## Quoted text:
——————————
Sony Pictures // R // March 11, 2014
List Price: $35.99 [Buy now and save at Amazon]

Review by Jamie S. Rich | posted March 12, 2014 | E-mail the Author


Please Note: The stills used here are taken from promotional materials and other sources, not the Blu-ray edition under review.

Sometimes, with some movies, it makes more sense to drop the critical analysis, to forget studying technique or considering the construction, and just talk about how the story moved you emotionally, how it felt in your gut when watching in.

Inside Llewyn Davis, the most recent effort from Joel and Ethan Coen, is such a movie. When I saw it last December, Inside Llewyn Davis really hit me where I lived. The story of the struggling artist--in this case, the folk musician Llewyn Davis, played by Drive's Oscar Isaac, searching for his place on the stage in 1961 New York--is one that has been oft-told, but rarely with such brittle fragility. Llewyn suffers from the dual artistic fears of thinking deep down you might be a sham and alternately being convinced that no one will understand your genius. He is a singer determined to show he is an authentic voice in a field overly obsessed with authenticity, peddling traditional numbers, playing the same songs night after night. "If it was never new, and it never gets old, then it's a folk song."

The old joke hits closer to the truth than Llewyn realizes. Everything he does has happened before and will happen again, but the pain of it will never stop feeling fresh. Llewyn is depressed, isolated, and doomed to repeat every mistake he's ever made. "You don't want to go anywhere," Jean (Carey Mulligan), one of the many people's he's wounded, tells him, "and that's why the same shit's going to keep happening to you, because you want it to." It's quite possibly the most important line of the movie, especially if you buy into the theory that Llewyn Davis is quite literally stuck in a loop. The Coens regularly reference mythology in their pictures, having built O Brother, Where Art Thou? on a Homeric foundation, and giving a shout-out to him here, as well. Llewyn's punishment is tragic in nature. For all the efforts he makes to fix things, no matter how much he ends up getting right, the circle comes back around. The incredible journey never ends. Inside Llewyn Davis doesn't start with a flash forward, it starts at the beginning and ends the same way, two beatings happening a full week apart.
——————————
## Information provided:
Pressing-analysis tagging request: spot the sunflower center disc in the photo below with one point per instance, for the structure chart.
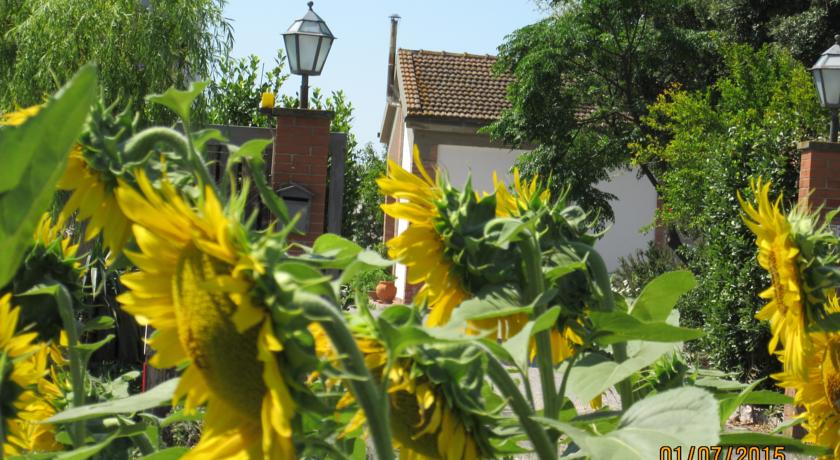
(226, 358)
(831, 382)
——————————
## Exercise objective:
Reproduce the Inside Llewyn Davis review above word for word, from its first line to its last.

## Full answer:
Sony Pictures // R // March 11, 2014
List Price: $35.99 [Buy now and save at Amazon]

Review by Jamie S. Rich | posted March 12, 2014 | E-mail the Author


Please Note: The stills used here are taken from promotional materials and other sources, not the Blu-ray edition under review.

Sometimes, with some movies, it makes more sense to drop the critical analysis, to forget studying technique or considering the construction, and just talk about how the story moved you emotionally, how it felt in your gut when watching in.

Inside Llewyn Davis, the most recent effort from Joel and Ethan Coen, is such a movie. When I saw it last December, Inside Llewyn Davis really hit me where I lived. The story of the struggling artist--in this case, the folk musician Llewyn Davis, played by Drive's Oscar Isaac, searching for his place on the stage in 1961 New York--is one that has been oft-told, but rarely with such brittle fragility. Llewyn suffers from the dual artistic fears of thinking deep down you might be a sham and alternately being convinced that no one will understand your genius. He is a singer determined to show he is an authentic voice in a field overly obsessed with authenticity, peddling traditional numbers, playing the same songs night after night. "If it was never new, and it never gets old, then it's a folk song."

The old joke hits closer to the truth than Llewyn realizes. Everything he does has happened before and will happen again, but the pain of it will never stop feeling fresh. Llewyn is depressed, isolated, and doomed to repeat every mistake he's ever made. "You don't want to go anywhere," Jean (Carey Mulligan), one of the many people's he's wounded, tells him, "and that's why the same shit's going to keep happening to you, because you want it to." It's quite possibly the most important line of the movie, especially if you buy into the theory that Llewyn Davis is quite literally stuck in a loop. The Coens regularly reference mythology in their pictures, having built O Brother, Where Art Thou? on a Homeric foundation, and giving a shout-out to him here, as well. Llewyn's punishment is tragic in nature. For all the efforts he makes to fix things, no matter how much he ends up getting right, the circle comes back around. The incredible journey never ends. Inside Llewyn Davis doesn't start with a flash forward, it starts at the beginning and ends the same way, two beatings happening a full week apart.